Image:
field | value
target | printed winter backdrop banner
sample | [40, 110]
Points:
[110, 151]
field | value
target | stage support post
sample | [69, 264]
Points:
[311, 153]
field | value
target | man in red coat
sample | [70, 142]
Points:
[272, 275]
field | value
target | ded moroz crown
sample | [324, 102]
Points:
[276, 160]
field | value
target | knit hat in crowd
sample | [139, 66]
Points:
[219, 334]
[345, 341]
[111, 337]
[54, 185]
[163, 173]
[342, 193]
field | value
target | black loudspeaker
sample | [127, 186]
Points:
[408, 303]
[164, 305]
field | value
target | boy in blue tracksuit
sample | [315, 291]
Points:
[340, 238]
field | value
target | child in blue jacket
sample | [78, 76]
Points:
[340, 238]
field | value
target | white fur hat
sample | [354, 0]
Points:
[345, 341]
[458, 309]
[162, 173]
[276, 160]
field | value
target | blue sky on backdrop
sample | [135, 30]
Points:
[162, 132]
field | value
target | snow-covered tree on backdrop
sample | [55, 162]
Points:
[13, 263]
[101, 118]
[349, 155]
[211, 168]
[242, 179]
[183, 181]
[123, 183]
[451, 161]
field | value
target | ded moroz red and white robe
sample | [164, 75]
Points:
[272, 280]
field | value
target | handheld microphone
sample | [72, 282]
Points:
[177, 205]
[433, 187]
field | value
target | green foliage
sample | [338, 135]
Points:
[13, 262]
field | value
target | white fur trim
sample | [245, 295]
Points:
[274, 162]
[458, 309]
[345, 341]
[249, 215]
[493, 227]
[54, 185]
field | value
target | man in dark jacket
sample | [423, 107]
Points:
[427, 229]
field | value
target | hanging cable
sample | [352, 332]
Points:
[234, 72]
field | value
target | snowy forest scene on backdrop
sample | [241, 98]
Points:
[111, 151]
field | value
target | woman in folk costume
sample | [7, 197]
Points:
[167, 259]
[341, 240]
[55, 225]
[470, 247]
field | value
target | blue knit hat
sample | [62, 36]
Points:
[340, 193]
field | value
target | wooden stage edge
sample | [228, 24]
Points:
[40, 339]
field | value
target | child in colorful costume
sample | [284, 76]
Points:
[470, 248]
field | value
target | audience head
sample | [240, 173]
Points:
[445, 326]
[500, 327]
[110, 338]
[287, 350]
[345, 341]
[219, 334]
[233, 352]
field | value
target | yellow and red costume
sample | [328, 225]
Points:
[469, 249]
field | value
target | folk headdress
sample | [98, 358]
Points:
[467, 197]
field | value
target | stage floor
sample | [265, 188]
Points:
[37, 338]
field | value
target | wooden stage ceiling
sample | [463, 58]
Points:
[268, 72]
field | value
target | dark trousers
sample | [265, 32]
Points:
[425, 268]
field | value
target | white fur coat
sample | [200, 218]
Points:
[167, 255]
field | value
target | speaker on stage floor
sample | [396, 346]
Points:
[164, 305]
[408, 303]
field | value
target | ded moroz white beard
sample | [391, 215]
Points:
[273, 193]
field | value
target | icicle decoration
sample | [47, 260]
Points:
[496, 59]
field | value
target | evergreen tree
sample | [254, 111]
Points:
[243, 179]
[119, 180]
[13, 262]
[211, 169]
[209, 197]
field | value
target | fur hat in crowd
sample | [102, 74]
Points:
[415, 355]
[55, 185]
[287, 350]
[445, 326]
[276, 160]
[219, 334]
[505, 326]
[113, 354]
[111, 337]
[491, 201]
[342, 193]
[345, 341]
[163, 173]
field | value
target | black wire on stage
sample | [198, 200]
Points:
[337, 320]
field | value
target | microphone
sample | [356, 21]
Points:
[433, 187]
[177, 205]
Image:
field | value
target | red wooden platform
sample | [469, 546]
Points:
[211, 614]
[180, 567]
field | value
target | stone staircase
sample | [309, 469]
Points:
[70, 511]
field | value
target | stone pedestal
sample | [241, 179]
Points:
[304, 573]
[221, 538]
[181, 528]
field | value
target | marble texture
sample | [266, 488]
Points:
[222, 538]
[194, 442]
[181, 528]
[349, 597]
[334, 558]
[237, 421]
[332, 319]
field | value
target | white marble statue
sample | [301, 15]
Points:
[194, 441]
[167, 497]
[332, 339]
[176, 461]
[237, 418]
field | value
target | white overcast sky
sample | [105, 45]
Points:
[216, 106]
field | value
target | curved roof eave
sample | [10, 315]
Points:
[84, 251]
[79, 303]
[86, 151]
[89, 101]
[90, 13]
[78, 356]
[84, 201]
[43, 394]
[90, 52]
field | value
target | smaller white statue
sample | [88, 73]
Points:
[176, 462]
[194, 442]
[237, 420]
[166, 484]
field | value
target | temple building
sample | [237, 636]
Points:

§ **Problem statement**: Transcribe each entry exactly.

§ **Task result**:
Image:
field | value
target | printed winter backdrop banner
sample | [40, 110]
Points:
[110, 151]
field | value
target | stage support post
sample | [69, 264]
Points:
[311, 153]
field | value
target | man in red coat
sample | [70, 142]
Points:
[272, 275]
field | value
target | ded moroz crown
sample | [324, 102]
Points:
[276, 160]
field | value
target | knit hat in crowd
sample | [139, 66]
Points:
[219, 334]
[345, 341]
[111, 337]
[54, 185]
[163, 173]
[342, 193]
field | value
target | black loudspeaker
sample | [127, 186]
Points:
[408, 303]
[164, 305]
field | value
target | boy in blue tracksuit
sample | [315, 291]
Points:
[340, 238]
field | value
target | child in blue jacket
sample | [78, 76]
Points:
[340, 238]
field | value
target | white fur hat
sample | [354, 0]
Points:
[345, 341]
[458, 309]
[162, 173]
[276, 160]
field | value
target | blue sky on backdrop
sample | [135, 30]
Points:
[162, 132]
field | value
target | snow-covered tree on backdrop
sample | [55, 162]
Points:
[13, 263]
[101, 118]
[349, 155]
[211, 168]
[242, 179]
[183, 181]
[123, 183]
[451, 161]
field | value
target | ded moroz red and white robe
sample | [164, 75]
Points:
[272, 280]
field | value
target | handheld microphone
sample | [72, 282]
Points:
[177, 205]
[433, 187]
field | value
target | green foliage
sample | [338, 135]
Points:
[13, 262]
field | value
target | white fur trim
sample | [245, 295]
Points:
[274, 162]
[458, 309]
[345, 341]
[249, 215]
[493, 227]
[54, 185]
field | value
target | man in dark jacket
sample | [423, 107]
Points:
[427, 229]
field | value
target | hanging cable
sample | [352, 332]
Points:
[234, 72]
field | value
target | snowy forest scene on backdrop
sample | [241, 98]
Points:
[111, 151]
field | value
target | woman in folk costume
sample | [7, 197]
Points:
[167, 259]
[341, 240]
[55, 225]
[470, 247]
field | value
target | blue knit hat
sample | [62, 36]
Points:
[340, 193]
field | value
target | wooden stage edge
sample | [228, 24]
Points:
[40, 339]
field | value
target | child in colorful costume
sample | [284, 76]
Points:
[470, 248]
field | value
target | audience head
sample | [240, 173]
Points:
[445, 326]
[500, 327]
[110, 338]
[287, 350]
[345, 341]
[219, 334]
[233, 352]
field | value
target | yellow and red costume
sample | [328, 225]
Points:
[469, 249]
field | value
target | folk headdress
sample | [98, 358]
Points:
[467, 197]
field | value
target | stage floor
sample | [265, 188]
Points:
[37, 338]
field | value
target | wooden stage ceiling
sample | [463, 58]
Points:
[268, 72]
field | value
target | dark trousers
sample | [265, 32]
Points:
[425, 268]
field | value
target | white fur coat
sample | [200, 218]
Points:
[167, 255]
field | value
target | speaker on stage floor
sample | [396, 346]
Points:
[164, 305]
[408, 303]
field | value
target | ded moroz white beard
sample | [391, 215]
Points:
[273, 193]
field | value
target | icicle decoration
sample | [47, 260]
Points:
[496, 59]
field | value
target | evergreen tree
sample | [254, 111]
Points:
[243, 179]
[119, 180]
[13, 262]
[211, 169]
[209, 197]
field | value
target | fur hat in crowd
sample | [102, 74]
Points:
[415, 355]
[55, 185]
[287, 350]
[445, 326]
[276, 160]
[219, 334]
[505, 326]
[113, 354]
[111, 337]
[491, 201]
[342, 193]
[345, 341]
[163, 173]
field | value
target | black wire on stage
sample | [198, 200]
Points:
[337, 320]
field | value
target | microphone
sample | [356, 21]
Points:
[433, 187]
[177, 205]
Image:
field | value
target | red wooden platform
sample | [469, 546]
Points:
[211, 614]
[180, 567]
field | value
target | stone staircase
sample | [309, 469]
Points:
[70, 511]
field | value
target | stone pedestal
sample | [241, 179]
Points:
[304, 573]
[221, 538]
[181, 528]
field | value
target | marble texture
sample | [266, 488]
Points:
[222, 538]
[194, 442]
[181, 528]
[349, 597]
[334, 558]
[237, 421]
[332, 319]
field | value
target | white marble statue
sample | [301, 15]
Points:
[194, 441]
[167, 497]
[332, 339]
[176, 461]
[237, 418]
field | value
target | white overcast sky
sample | [105, 45]
Points:
[216, 106]
field | value
target | curved roof eave
sample | [10, 315]
Points:
[84, 251]
[79, 303]
[86, 151]
[89, 101]
[90, 13]
[78, 356]
[84, 201]
[43, 394]
[90, 52]
field | value
target | smaller white statue
sample | [88, 73]
Points:
[176, 462]
[194, 442]
[237, 420]
[166, 484]
field | value
target | temple building
sample | [237, 636]
Points:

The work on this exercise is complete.